▸ Work instructions:
Pick up the article below on the Daily Beast's claims about the "Being Patriotic" Facebook page and keep writing from where it ends.

▸ Passage provided:
+-------+

The Daily Beast goes on to explain that the Facebook page "Being Patriotic," which helped organized a series of "flash mobs" in 17 cities and towns throughout the electorally key state of Florida, was actually owned by Russia.
"Being Patriotic," which had 200,000 followers when it was deleted from Facebook in August 2017, was described by The Daily Beast as having "the strongest activist bent of any of the suspected Russian Facebook election pages."
A shocking allegation; surely one no self-respecting journalist would make without decisive evidence, right? But the Daily Beast's damning evidence of "Being Patriotic's" Russia ties is, in its entirety, that it was shut down around the same time the social media giant shut down some other sites alleged to be run by Russia.
"Being Patriotic" was shuttered by Facebook in August 2017, the same month pages run by the Internet Research Agency, which has been accused of influencing the US election by "amplifying divisive social and political messages across the ideological spectrum," were also purged. Facebook didn't comment on any connection between these events, but they did happen close together.
That's literally it.
In their September 2017 report about the allegations of Russian actors using Facebook to aggrandize Trump or impugn his opponent Hillary Clinton, Facebook Chief Security Officer Alex Stamos wrote that ads from Russian IP addresses by and large "didn't specifically reference the US presidential election, voting, or a particular candidate." Furthermore, the vast majority of the ads were national in nature, not targeted at a specific region.

+-------+

▸ Dataset excerpts:
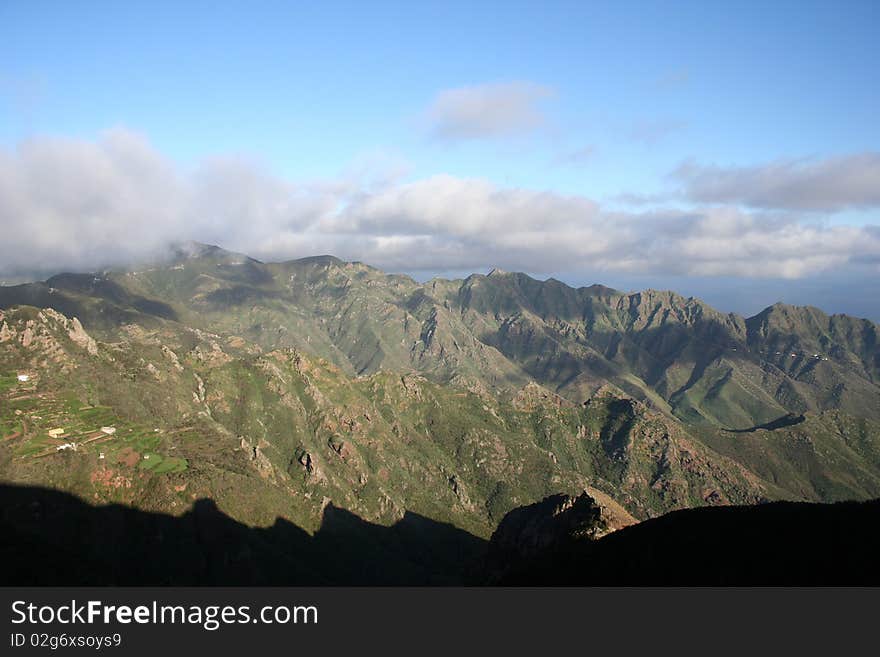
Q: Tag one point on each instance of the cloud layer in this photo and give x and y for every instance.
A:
(487, 110)
(69, 204)
(833, 184)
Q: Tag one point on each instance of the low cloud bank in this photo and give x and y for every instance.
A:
(72, 204)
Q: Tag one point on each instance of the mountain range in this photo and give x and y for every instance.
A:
(282, 390)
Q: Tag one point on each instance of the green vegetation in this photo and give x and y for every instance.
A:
(278, 389)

+-------+

▸ Exercise result:
In other words, "Being Patriotic" does not fit the profile of a Russia-owned Facebook page by Facebook's own definition.
The only source in the Daily Beast article is Clint Watts, a former FBI agent who spoke to the Senate Intelligence Committee in March about alleged Russian interference in the US election. Watts told the Daily Beast that "if [the pro-Trump rallies] traces back to Russia, you can't deny that's foreign influence in an election."
The article's only named source is someone saying, "Well, if these allegations are true, they'd be serious." Are you compelled yet?
Over on Twitter, staff writer for The Atlantic Julia Ioffe wrote: "Great story, except it doesn't quite prove the link to Russia. How do you know it was [Russia]?"
"Sources," replied Spencer Ackerman, one of four writers of the article. "We had to be a bit opaque in places, as you can understand."
"Hmmm, why not say 'according to sources'?" asked Ioffe. "Just reads as a tenuous connection as written. (Don't mean to attack, just looking for clarity)."